**Work required**:
Revise the lines in the records so that each occurrence of "pink skin" becomes "tan skin", and leave all other text as it is.

##### Exercise data #####

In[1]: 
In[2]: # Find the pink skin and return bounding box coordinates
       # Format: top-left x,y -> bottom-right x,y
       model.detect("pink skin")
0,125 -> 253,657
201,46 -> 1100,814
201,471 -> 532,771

#####

**The result**:
In[1]: 
In[2]: # Find the tan skin and return bounding box coordinates
       # Format: top-left x,y -> bottom-right x,y
       model.detect("tan skin")
0,125 -> 253,657
201,46 -> 1100,814
201,471 -> 532,771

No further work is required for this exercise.